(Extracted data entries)
-.-.-

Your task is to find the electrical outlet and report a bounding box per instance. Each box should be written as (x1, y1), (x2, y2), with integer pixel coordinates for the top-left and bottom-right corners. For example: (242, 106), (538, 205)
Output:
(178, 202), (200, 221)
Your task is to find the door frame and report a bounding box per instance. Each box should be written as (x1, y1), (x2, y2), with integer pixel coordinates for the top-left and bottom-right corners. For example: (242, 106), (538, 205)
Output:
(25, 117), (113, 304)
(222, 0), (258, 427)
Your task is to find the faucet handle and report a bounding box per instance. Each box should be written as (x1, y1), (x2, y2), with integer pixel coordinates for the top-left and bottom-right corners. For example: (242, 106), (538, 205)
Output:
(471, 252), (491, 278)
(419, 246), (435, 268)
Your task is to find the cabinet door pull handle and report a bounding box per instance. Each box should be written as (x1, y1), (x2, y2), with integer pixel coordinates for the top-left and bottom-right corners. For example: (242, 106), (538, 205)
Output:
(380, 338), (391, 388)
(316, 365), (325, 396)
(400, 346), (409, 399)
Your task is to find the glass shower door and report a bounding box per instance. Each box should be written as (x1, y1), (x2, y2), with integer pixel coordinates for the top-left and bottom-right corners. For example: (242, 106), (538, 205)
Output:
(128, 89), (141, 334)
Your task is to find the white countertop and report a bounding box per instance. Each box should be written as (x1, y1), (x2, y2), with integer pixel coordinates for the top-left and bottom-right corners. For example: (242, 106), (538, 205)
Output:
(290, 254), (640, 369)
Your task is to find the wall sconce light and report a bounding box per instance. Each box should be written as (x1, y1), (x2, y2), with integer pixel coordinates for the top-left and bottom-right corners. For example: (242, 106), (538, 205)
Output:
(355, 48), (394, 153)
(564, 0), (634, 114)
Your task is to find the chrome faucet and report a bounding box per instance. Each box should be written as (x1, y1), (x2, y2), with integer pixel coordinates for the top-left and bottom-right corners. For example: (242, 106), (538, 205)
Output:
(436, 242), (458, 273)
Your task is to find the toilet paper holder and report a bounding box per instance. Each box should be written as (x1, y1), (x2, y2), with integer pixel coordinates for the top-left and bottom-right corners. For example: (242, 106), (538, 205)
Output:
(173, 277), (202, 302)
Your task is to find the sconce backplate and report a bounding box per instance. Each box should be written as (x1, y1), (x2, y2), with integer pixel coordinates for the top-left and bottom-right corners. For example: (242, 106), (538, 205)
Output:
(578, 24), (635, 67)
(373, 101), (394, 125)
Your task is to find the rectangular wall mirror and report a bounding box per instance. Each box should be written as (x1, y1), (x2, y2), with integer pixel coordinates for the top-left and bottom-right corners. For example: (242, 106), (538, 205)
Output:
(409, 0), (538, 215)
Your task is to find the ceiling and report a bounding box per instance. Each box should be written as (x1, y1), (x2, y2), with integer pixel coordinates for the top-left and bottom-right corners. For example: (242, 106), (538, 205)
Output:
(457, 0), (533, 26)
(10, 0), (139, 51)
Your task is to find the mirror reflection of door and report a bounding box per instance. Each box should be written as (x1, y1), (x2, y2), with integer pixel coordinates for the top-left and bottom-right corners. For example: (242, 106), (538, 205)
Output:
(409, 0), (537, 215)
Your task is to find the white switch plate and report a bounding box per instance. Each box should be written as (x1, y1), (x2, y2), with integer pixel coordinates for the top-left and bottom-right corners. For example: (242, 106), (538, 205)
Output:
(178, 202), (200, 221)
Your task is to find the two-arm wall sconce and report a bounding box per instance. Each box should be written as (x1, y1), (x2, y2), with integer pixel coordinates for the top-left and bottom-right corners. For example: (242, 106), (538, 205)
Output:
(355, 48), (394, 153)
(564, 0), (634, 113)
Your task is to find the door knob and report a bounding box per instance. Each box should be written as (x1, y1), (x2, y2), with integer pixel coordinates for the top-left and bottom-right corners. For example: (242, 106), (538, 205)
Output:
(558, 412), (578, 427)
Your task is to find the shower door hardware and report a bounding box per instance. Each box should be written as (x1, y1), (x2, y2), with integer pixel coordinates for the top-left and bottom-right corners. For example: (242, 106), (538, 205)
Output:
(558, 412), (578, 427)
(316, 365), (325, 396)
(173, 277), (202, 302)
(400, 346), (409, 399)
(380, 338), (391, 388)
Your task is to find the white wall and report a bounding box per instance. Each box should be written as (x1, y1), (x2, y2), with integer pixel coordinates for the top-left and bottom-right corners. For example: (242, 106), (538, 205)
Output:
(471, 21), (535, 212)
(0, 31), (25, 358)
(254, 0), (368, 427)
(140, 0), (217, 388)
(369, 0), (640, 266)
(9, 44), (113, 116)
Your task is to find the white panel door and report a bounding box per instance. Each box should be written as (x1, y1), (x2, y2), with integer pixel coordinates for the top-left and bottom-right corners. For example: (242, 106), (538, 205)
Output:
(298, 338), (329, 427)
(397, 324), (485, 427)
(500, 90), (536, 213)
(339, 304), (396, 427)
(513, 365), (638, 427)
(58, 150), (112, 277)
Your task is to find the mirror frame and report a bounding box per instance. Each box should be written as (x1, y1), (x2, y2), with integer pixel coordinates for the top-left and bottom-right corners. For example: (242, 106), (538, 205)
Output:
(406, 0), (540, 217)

-.-.-

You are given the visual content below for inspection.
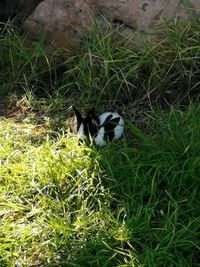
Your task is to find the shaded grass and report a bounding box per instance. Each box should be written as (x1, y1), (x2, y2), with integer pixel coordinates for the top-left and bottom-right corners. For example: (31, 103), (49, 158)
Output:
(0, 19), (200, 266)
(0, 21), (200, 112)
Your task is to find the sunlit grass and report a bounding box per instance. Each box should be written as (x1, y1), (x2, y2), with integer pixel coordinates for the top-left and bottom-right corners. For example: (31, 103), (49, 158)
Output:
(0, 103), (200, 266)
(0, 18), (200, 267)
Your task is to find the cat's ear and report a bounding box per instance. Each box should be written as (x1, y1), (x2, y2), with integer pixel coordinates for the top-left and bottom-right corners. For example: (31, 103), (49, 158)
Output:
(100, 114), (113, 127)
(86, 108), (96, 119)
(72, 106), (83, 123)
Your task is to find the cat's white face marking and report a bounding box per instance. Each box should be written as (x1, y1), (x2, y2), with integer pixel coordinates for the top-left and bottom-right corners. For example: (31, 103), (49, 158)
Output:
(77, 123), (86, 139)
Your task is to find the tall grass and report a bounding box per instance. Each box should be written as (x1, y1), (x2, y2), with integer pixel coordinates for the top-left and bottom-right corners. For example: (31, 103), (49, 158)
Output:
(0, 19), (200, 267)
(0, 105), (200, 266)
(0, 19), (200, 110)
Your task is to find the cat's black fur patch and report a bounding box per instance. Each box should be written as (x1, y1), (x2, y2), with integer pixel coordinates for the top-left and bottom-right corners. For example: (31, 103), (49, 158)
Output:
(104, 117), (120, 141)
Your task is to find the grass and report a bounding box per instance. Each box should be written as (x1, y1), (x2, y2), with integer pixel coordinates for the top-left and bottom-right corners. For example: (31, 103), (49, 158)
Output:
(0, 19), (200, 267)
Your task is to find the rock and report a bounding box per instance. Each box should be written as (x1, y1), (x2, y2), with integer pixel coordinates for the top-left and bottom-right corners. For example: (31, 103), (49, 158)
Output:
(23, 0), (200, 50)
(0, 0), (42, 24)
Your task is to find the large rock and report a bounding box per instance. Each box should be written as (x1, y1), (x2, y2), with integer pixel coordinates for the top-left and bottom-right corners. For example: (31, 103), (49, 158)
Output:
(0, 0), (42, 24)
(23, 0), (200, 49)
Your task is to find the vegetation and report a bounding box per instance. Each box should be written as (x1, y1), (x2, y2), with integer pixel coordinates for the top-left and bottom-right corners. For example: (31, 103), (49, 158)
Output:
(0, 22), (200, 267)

-.-.-

• WHAT YOU SHOULD DO: Please copy the lines of the listing above verbatim, starting at the line that contains "Your task is to find the vegetation" and ending at the line that contains "(0, 22), (200, 267)", with both of those lines included.

• RESULT OF THE TASK:
Your task is to find the vegetation and report a bounding box per instance. Each box should be written as (x1, y1), (x2, y2), with integer pixel coordinates for the top-left and bottom-right corners. For example: (31, 103), (49, 158)
Output:
(0, 22), (200, 267)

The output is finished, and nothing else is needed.